▸ 演習の課題
A - 『バチェラー3』の振り返り記事について、次の問いに答えてください。
(i) 野原遥の実家は何の農家ですか。
(ii) 友永は田尻の実家に何の車で登場しましたか。
(iii) 疾君は小学何年生ですか。
B - 『バチェラー3』の振り返り記事から、「野原家と友永の歯車が、終始か」から「良くなろうと必死なのだろう。」までの部分をそのまま書き写してください。
C - 『バチェラー3』の振り返り記事が途切れたところを引き取り、その先を書き継いでください。

▸ 出典の抜粋
##############################
『バチェラー3』正気を失ったバチェラーが家族にキレまくる神回を振り返る!

前回までのあらすじ

 指原莉乃が「賛否両論」と予告していたリアル婚活サバイバル番組『バチェラー3』(Amazon Prime Video)は終わりを告げ、今に至るまで絶賛炎上中である。もう、結末を知っている人はかなりいるはず。そこで本稿では、皆さんがエンディングを知っているという前提で、各エピソードをじっくり振り返っていきたいと思う。まず、この記事ではエピソード8と9に焦点を当てる。

各家庭で地雷を踏み続けた友永(エピソード8)

 エピソード8で行われるのは、バチェラー・友永真也(31)が女性メンバーの家族に会いに行く、実家訪問企画だ。

 1番手は、広告代理店広報・野原遥(28)の家。野原の実家は野菜農家だ。対する友永は偏食気味であることを隠しておらず、野菜は大の苦手である。野原の父親から生の長ネギを手渡され、そのままかぶりつくことを促された。意を決してガブッといった友永。

「これは普通に食べれる」

 誠意を見せようとせっかく頑張ったんだから、そこはウソでも「おいしい」と言えばいいのに……。

 野原家と友永の歯車が、終始かみ合わない。野原の祖母が「仕事ができない女はダメ」と“働く女”という未来予想図を語っているのに、友永は唐突に「僕は朝から晩まで出っぱなしで、服を脱ぎっぱなし」と発言。暗に「家庭をしっかり頼む」という意向をにおわせたのだ。雰囲気は穏やかだが、お互いの主張が衝突している。

 続いての訪問先は、シングルマザー・田尻夏樹(31)の実家。ここでも友永は、田尻の家族とかみ合わなかった。家族とは、田尻の1人息子の疾(はやて)君のことだ。愛車のフェラーリで登場した友永は、疾君を助手席に乗せてドライブに出発した。小学6年生で思春期の疾君は、終始緊張気味。無理もない。カメラが自分を撮り続けているし、自分の父になるかもしれない見知らぬ関西弁の男が仲良くなろうとグイグイ来るのだから。顔はずっと引きつっている。なのに、「あの笑顔を見るために、あの車に今日は乗ってきました」とトンチンカンなことを言う友永。まあ、彼も小学生と仲良くなろうと必死なのだろう。
##############################
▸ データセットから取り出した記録
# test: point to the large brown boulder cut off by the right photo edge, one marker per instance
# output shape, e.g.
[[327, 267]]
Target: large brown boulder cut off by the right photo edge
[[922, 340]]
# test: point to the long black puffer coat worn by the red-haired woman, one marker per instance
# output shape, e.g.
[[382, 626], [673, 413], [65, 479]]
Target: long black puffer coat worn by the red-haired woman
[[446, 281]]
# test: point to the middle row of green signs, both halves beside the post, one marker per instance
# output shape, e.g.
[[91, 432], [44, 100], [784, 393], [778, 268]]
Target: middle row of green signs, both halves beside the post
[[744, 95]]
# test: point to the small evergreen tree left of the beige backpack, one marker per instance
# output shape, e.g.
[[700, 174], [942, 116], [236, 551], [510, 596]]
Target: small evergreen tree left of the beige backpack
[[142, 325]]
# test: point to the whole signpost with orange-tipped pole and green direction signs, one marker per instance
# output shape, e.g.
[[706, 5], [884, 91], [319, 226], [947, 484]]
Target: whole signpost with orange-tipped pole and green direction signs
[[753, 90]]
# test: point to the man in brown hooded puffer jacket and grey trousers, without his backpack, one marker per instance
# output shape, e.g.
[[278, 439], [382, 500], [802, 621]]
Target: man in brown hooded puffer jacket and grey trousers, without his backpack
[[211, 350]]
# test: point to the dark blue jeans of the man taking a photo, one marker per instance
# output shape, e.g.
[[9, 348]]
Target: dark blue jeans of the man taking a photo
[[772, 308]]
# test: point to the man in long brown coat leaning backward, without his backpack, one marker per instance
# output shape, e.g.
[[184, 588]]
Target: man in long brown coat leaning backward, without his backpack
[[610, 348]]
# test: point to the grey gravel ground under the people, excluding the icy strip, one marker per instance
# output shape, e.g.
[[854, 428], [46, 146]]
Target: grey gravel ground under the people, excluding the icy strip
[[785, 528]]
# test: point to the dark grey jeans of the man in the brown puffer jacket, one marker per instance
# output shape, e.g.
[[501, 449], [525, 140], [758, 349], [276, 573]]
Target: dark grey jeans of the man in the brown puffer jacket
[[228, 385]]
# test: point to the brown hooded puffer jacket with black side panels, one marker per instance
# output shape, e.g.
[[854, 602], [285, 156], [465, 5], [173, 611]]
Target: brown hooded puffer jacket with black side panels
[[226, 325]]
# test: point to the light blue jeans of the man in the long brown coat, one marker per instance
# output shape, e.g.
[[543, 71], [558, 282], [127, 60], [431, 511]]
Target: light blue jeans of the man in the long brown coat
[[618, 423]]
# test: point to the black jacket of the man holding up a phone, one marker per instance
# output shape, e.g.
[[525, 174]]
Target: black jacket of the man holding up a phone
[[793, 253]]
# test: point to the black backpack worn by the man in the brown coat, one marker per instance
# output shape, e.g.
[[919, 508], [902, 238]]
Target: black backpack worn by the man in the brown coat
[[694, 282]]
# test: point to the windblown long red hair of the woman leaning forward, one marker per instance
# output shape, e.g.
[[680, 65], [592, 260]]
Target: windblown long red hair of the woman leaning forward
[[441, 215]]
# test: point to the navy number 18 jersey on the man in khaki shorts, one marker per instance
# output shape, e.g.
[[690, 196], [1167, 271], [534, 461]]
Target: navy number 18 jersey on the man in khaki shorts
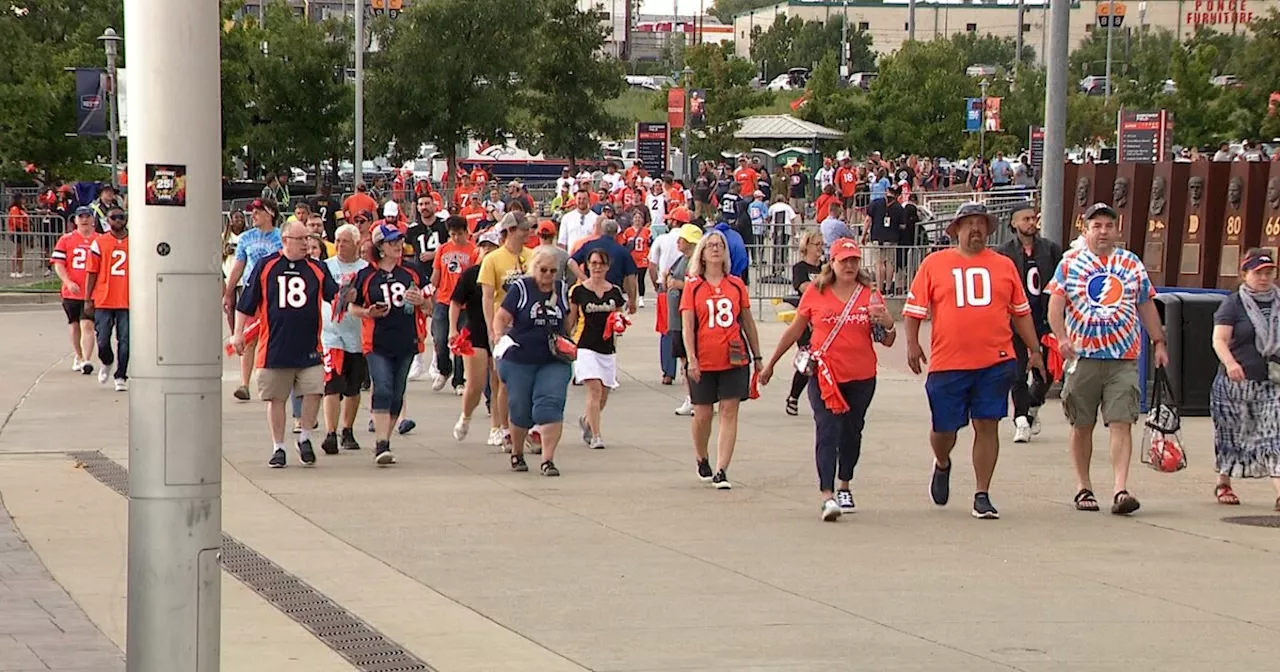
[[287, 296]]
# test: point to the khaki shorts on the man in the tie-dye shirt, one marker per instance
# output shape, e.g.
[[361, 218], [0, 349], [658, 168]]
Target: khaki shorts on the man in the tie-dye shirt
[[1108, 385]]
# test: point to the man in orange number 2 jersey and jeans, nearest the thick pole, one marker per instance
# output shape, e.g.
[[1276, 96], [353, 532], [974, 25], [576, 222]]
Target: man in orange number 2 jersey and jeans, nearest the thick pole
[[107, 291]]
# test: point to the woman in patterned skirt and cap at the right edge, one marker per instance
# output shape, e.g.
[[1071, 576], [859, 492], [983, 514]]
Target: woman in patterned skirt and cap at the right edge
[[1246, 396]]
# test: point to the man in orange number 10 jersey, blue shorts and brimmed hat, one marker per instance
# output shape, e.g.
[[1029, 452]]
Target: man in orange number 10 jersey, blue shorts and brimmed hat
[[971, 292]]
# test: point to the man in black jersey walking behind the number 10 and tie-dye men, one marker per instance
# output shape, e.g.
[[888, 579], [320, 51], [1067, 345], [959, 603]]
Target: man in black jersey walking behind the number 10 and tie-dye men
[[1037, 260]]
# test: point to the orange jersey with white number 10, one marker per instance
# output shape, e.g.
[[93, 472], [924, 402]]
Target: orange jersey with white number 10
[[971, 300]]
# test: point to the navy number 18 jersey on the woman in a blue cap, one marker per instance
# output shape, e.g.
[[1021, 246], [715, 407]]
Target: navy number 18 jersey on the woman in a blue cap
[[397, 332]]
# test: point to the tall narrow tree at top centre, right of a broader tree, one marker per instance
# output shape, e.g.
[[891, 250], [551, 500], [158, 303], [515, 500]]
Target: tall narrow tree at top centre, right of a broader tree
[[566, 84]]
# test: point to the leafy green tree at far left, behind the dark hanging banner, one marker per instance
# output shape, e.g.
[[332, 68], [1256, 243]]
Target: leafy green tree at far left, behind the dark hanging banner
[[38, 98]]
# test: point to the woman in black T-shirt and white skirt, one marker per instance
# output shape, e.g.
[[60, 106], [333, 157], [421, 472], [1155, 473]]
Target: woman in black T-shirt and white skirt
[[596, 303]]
##############################
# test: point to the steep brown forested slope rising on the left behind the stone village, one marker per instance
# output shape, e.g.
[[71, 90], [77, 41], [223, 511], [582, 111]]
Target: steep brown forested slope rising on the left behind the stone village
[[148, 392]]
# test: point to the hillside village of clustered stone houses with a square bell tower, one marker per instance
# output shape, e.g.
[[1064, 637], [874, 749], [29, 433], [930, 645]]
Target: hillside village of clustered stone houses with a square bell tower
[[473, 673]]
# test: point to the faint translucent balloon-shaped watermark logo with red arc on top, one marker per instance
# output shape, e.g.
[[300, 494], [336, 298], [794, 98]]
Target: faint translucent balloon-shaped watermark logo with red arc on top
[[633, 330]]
##############################
▸ 課題の解答
A -
(i) 野原遥の実家は野菜農家です。
(ii) 友永は愛車のフェラーリで登場しました。
(iii) 疾君は小学6年生です。

B -
野原家と友永の歯車が、終始かみ合わない。野原の祖母が「仕事ができない女はダメ」と“働く女”という未来予想図を語っているのに、友永は唐突に「僕は朝から晩まで出っぱなしで、服を脱ぎっぱなし」と発言。暗に「家庭をしっかり頼む」という意向をにおわせたのだ。雰囲気は穏やかだが、お互いの主張が衝突している。

 続いての訪問先は、シングルマザー・田尻夏樹(31)の実家。ここでも友永は、田尻の家族とかみ合わなかった。家族とは、田尻の1人息子の疾(はやて)君のことだ。愛車のフェラーリで登場した友永は、疾君を助手席に乗せてドライブに出発した。小学6年生で思春期の疾君は、終始緊張気味。無理もない。カメラが自分を撮り続けているし、自分の父になるかもしれない見知らぬ関西弁の男が仲良くなろうとグイグイ来るのだから。顔はずっと引きつっている。なのに、「あの笑顔を見るために、あの車に今日は乗ってきました」とトンチンカンなことを言う友永。まあ、彼も小学生と仲良くなろうと必死なのだろう。

C -
 3番目に向かったのは、ぶどう農家・岩間恵(25)の実家。

「恵さんに対しては、会うたびに自分の気持ちが強くなっています。恋なんちゃうかな?(笑) 」

 岩間と合流し、手をつなぎながら家族の元に向かう2人。女性と手をつないで友永が家族と対面したのは岩間家だけである。岩間にだけは、顔をのぞき込む体勢で話しかける友永。わかりやすい。

 そんな愛する岩間の実家へやって来たというのに、友永は地雷を踏んでしまった。岩間の母親から「娘のどういうところが良かったんでしょう?」と質問された友永の回答は、なかなかの大胆発言だ。

「末っ子で育って、甘やかされてきたんやなっていうところはすごく感じます。でも、それはそれでいいんじゃないのかなって」

 ご両親の前で「娘さんは甘やかされて育ってきたと感じます」と断言。これが失礼にあたらないわけないと思うのだが……。「愛されて育った」など、言いようはほかにもあるだろうに。

 さらに、大事件発生。友永から神戸に来てくれるか問われた岩間は「ずっと山梨にいたから、今すぐは行けない」と返答したのだ。続けざまに「なんで、そんなに神戸にこだわるの?」と逆質問! 今までにも言う機会はあっただろうに、家族という味方が大勢いるホームで初めてその意思を告げる岩間。父親も「神戸に行かせるのは寂しい」と、友永を追い詰めた。

 岩間の振る舞いは、悪い意味で目を引く。野原も田尻も友永と両親の橋渡し役を買って出て円滑なコミュニケーションを心掛けていたが、岩間は家族と一緒になって友永を詰問し続けたのだ。招く側としての気遣いが彼女からは見えない。甘やかされて育ったからか……? 

 友永が神戸にこだわる理由にも驚いた。「なんか、自然とか、子どもを育てる環境とか、俺はちょうどいいと思ってて……」と、すごくペラペラなことしか言わないのだ。ビジネスの事情とか、そういうやつじゃないのかよ!

 さらに、驚くべき対応を見せる友永。

「基本的に僕、絶対譲らないけど、相手が恵さんだったら譲れるなっていうところもあるんですよね」

 エピソード2で看護学生の浦田直佳(22)が「卒業後は都内で働く」と言った途端あっさり脱落させたのに、岩間が神戸行きを渋ると「貫き通す芯の強さがあっていい」と好意的に解釈する友永。解せない。はっきり言って、岩間は「芯が強い」というより「我が強い」女性だからだ。芯の強さで選ぶなら野原だろう。つまり、岩間なら何を言ってもOK。これが、惚れた弱みというやつだ。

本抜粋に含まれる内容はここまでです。